─── Information ───
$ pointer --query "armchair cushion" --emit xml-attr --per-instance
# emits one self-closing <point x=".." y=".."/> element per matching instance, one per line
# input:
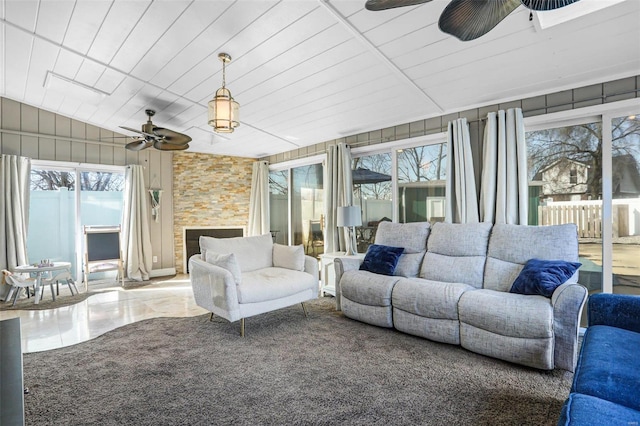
<point x="226" y="261"/>
<point x="251" y="252"/>
<point x="542" y="277"/>
<point x="381" y="259"/>
<point x="274" y="283"/>
<point x="289" y="257"/>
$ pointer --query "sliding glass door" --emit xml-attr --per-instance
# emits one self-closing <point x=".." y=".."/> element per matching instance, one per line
<point x="63" y="200"/>
<point x="625" y="212"/>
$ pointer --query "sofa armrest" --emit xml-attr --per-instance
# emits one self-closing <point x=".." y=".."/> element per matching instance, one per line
<point x="342" y="265"/>
<point x="615" y="310"/>
<point x="567" y="301"/>
<point x="214" y="288"/>
<point x="311" y="267"/>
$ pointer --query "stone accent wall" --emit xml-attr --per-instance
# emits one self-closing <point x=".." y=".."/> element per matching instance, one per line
<point x="209" y="190"/>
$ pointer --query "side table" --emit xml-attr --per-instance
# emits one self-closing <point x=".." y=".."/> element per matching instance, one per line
<point x="328" y="275"/>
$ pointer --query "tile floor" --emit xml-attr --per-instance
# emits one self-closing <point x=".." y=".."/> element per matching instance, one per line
<point x="54" y="328"/>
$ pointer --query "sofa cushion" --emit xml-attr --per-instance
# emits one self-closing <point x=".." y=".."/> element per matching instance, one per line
<point x="289" y="257"/>
<point x="430" y="299"/>
<point x="456" y="253"/>
<point x="367" y="288"/>
<point x="608" y="365"/>
<point x="251" y="252"/>
<point x="410" y="236"/>
<point x="225" y="261"/>
<point x="273" y="283"/>
<point x="511" y="246"/>
<point x="587" y="410"/>
<point x="381" y="259"/>
<point x="507" y="314"/>
<point x="409" y="264"/>
<point x="542" y="277"/>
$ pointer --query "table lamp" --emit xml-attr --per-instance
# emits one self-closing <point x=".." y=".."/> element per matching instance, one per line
<point x="349" y="216"/>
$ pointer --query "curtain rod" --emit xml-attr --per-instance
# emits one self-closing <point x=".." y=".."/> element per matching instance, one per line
<point x="62" y="138"/>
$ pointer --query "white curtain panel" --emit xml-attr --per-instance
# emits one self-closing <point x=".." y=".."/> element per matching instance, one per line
<point x="461" y="196"/>
<point x="504" y="195"/>
<point x="136" y="237"/>
<point x="338" y="190"/>
<point x="259" y="222"/>
<point x="14" y="210"/>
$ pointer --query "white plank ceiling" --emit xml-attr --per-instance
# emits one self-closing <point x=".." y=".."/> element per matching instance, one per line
<point x="303" y="71"/>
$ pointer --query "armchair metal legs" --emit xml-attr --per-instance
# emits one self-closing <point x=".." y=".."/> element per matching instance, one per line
<point x="304" y="309"/>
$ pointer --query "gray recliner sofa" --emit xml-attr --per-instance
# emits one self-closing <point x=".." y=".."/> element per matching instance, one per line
<point x="452" y="285"/>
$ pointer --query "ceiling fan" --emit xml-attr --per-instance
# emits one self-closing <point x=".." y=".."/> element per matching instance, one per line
<point x="470" y="19"/>
<point x="158" y="137"/>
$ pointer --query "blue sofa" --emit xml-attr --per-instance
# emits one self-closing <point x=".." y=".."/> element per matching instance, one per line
<point x="606" y="384"/>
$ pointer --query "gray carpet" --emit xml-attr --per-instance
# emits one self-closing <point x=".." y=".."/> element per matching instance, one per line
<point x="325" y="369"/>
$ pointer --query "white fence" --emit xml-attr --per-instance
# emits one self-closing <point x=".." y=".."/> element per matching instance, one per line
<point x="587" y="215"/>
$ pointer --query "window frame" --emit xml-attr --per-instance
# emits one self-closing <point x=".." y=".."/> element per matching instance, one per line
<point x="77" y="168"/>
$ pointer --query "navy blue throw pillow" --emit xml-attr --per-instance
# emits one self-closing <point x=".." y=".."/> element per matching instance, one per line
<point x="542" y="277"/>
<point x="381" y="259"/>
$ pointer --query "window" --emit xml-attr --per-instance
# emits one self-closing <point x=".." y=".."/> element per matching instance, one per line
<point x="307" y="208"/>
<point x="372" y="192"/>
<point x="279" y="205"/>
<point x="573" y="176"/>
<point x="62" y="200"/>
<point x="422" y="174"/>
<point x="557" y="156"/>
<point x="625" y="212"/>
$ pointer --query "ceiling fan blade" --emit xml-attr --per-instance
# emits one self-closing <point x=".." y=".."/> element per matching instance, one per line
<point x="542" y="5"/>
<point x="172" y="137"/>
<point x="470" y="19"/>
<point x="166" y="146"/>
<point x="138" y="145"/>
<point x="376" y="5"/>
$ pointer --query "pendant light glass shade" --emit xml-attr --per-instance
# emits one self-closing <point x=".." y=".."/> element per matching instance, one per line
<point x="223" y="109"/>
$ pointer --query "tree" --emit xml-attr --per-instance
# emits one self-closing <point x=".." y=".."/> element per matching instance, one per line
<point x="422" y="163"/>
<point x="380" y="163"/>
<point x="582" y="143"/>
<point x="50" y="180"/>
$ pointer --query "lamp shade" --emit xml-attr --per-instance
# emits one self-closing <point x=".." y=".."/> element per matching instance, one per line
<point x="349" y="216"/>
<point x="223" y="112"/>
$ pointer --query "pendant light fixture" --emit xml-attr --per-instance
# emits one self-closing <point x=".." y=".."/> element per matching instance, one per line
<point x="223" y="109"/>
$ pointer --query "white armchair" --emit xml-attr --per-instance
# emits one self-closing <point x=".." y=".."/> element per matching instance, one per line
<point x="236" y="278"/>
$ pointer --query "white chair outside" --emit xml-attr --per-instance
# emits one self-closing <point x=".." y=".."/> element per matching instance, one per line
<point x="63" y="277"/>
<point x="17" y="283"/>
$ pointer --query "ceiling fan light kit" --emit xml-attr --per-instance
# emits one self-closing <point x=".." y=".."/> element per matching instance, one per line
<point x="160" y="138"/>
<point x="469" y="19"/>
<point x="223" y="109"/>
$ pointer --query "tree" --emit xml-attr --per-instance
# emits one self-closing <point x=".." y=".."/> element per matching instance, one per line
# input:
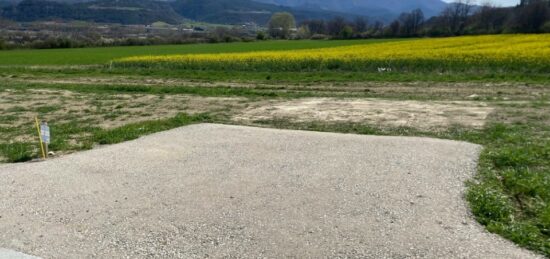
<point x="532" y="15"/>
<point x="281" y="25"/>
<point x="456" y="15"/>
<point x="316" y="26"/>
<point x="411" y="23"/>
<point x="490" y="19"/>
<point x="336" y="25"/>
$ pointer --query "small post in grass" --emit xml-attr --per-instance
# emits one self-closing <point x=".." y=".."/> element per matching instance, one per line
<point x="39" y="130"/>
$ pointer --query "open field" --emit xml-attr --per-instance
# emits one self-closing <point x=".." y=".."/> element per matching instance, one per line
<point x="102" y="56"/>
<point x="506" y="112"/>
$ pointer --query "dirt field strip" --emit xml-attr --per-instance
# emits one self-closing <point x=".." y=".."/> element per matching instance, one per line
<point x="423" y="115"/>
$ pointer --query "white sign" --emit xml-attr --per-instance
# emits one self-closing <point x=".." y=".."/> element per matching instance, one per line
<point x="45" y="132"/>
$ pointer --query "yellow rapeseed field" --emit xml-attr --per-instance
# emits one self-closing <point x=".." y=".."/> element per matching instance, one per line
<point x="494" y="50"/>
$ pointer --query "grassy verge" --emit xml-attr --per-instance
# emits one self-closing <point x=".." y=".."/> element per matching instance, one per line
<point x="25" y="151"/>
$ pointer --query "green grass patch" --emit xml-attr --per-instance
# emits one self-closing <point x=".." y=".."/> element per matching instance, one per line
<point x="74" y="136"/>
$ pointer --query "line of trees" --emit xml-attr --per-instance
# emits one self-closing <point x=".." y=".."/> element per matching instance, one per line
<point x="459" y="18"/>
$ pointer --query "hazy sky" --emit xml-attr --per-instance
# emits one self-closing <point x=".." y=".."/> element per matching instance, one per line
<point x="496" y="2"/>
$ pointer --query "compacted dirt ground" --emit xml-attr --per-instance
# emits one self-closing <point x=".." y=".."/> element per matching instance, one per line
<point x="228" y="191"/>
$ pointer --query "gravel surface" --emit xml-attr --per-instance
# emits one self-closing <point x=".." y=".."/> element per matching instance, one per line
<point x="228" y="191"/>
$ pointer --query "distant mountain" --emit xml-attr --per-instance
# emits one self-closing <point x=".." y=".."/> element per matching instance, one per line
<point x="241" y="11"/>
<point x="372" y="8"/>
<point x="103" y="11"/>
<point x="149" y="11"/>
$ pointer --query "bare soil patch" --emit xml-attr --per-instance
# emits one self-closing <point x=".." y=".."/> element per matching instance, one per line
<point x="422" y="115"/>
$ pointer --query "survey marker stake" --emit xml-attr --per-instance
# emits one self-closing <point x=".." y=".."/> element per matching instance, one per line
<point x="40" y="138"/>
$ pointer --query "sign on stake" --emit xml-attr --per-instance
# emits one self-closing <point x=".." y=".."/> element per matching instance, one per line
<point x="44" y="136"/>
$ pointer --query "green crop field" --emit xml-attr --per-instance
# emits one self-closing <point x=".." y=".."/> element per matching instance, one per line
<point x="492" y="91"/>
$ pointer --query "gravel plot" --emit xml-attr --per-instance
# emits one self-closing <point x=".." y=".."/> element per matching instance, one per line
<point x="228" y="191"/>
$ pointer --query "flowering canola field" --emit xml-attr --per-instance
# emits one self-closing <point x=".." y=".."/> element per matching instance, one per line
<point x="495" y="52"/>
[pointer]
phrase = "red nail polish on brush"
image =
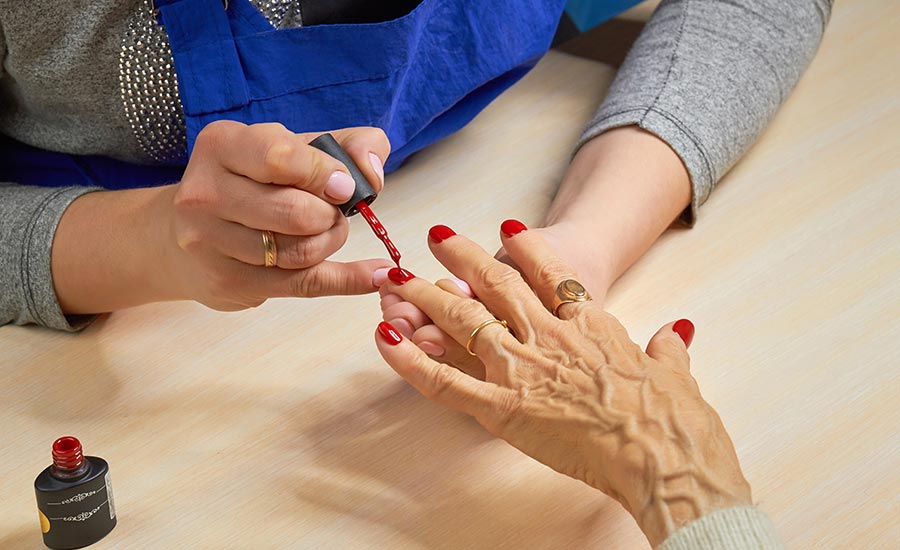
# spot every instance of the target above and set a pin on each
(398, 275)
(74, 497)
(512, 227)
(440, 233)
(685, 329)
(389, 334)
(363, 195)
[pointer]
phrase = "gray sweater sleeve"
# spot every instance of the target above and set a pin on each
(706, 76)
(28, 220)
(739, 528)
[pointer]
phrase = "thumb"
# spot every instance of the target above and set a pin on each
(669, 344)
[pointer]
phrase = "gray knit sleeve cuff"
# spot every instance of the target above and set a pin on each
(30, 216)
(739, 528)
(667, 128)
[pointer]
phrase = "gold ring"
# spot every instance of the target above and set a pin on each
(270, 248)
(478, 329)
(567, 292)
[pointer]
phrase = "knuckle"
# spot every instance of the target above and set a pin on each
(277, 157)
(302, 253)
(311, 283)
(291, 213)
(439, 382)
(497, 277)
(464, 312)
(506, 407)
(552, 270)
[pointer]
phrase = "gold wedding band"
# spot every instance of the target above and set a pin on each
(478, 329)
(567, 292)
(270, 248)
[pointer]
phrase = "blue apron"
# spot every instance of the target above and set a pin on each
(420, 77)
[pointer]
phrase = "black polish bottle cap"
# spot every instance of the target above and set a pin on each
(364, 190)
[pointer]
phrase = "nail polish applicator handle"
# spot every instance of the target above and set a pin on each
(364, 191)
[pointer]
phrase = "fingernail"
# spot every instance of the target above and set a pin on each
(377, 165)
(440, 233)
(380, 276)
(402, 326)
(389, 334)
(464, 286)
(340, 186)
(512, 227)
(432, 349)
(685, 329)
(398, 275)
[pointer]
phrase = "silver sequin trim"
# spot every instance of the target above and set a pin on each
(149, 87)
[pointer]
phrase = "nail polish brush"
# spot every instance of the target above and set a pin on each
(363, 195)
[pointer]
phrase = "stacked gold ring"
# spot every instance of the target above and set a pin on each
(567, 292)
(481, 327)
(271, 250)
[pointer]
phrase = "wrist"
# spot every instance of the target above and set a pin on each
(106, 252)
(622, 190)
(666, 503)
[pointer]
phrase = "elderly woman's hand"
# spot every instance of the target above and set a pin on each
(572, 391)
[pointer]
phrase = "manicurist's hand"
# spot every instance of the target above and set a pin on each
(570, 390)
(205, 238)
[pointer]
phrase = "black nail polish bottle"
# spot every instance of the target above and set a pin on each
(74, 497)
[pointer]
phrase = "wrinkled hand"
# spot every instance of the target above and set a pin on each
(573, 392)
(565, 241)
(244, 179)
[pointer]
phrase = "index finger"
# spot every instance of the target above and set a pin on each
(499, 286)
(270, 153)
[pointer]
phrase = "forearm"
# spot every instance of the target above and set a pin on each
(622, 190)
(706, 76)
(28, 220)
(109, 251)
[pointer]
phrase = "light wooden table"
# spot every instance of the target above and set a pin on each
(281, 426)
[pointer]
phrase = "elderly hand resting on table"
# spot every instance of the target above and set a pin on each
(572, 390)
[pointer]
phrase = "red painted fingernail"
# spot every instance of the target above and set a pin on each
(440, 233)
(398, 275)
(685, 329)
(389, 334)
(512, 227)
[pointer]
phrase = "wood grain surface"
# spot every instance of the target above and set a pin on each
(281, 427)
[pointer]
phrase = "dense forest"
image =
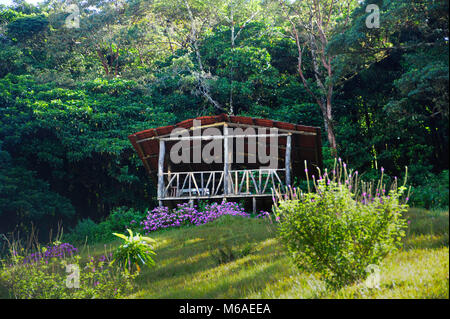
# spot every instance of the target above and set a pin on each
(77, 77)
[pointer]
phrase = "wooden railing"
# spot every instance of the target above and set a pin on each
(210, 184)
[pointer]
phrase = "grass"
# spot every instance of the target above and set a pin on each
(236, 257)
(189, 264)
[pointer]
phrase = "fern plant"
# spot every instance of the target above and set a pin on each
(135, 252)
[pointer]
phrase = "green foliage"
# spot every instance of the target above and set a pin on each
(432, 193)
(135, 252)
(341, 228)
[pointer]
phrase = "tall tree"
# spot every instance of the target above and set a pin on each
(312, 24)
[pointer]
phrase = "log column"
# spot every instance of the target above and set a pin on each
(162, 151)
(287, 159)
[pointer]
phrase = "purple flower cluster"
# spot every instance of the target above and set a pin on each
(56, 251)
(183, 214)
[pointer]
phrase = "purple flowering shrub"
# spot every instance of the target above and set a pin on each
(163, 217)
(44, 274)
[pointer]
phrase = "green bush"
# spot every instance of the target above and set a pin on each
(135, 252)
(342, 227)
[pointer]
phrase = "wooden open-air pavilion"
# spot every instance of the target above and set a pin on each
(237, 171)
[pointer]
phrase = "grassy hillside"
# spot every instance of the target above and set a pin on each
(190, 265)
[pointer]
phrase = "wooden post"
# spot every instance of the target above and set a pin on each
(162, 151)
(288, 159)
(226, 161)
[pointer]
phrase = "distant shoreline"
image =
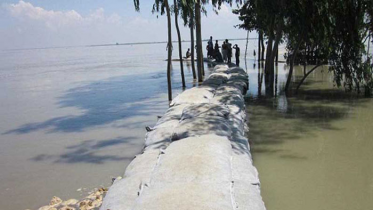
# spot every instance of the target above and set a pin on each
(104, 45)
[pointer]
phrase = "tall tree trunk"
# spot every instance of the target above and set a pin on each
(247, 43)
(263, 48)
(192, 45)
(199, 39)
(259, 45)
(292, 66)
(269, 49)
(275, 48)
(169, 48)
(179, 40)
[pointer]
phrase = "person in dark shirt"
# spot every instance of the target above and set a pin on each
(229, 50)
(237, 54)
(188, 53)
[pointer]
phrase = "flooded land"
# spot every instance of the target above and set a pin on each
(313, 150)
(73, 118)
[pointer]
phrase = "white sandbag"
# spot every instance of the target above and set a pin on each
(193, 95)
(221, 66)
(239, 84)
(238, 110)
(237, 125)
(228, 99)
(205, 110)
(213, 82)
(230, 89)
(202, 126)
(171, 117)
(238, 76)
(159, 138)
(123, 193)
(186, 196)
(219, 75)
(240, 145)
(243, 169)
(203, 159)
(247, 196)
(236, 70)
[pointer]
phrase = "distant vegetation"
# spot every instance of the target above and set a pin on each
(316, 32)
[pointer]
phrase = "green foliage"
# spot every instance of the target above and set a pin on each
(332, 31)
───
- _Task description_:
Scan the records above for the word "window". Copy each line that has it.

- _Task answer_:
$ pointer --query "window frame" --emit xml-attr --per-instance
$ pointer --query "window" --emit xml-attr --per-instance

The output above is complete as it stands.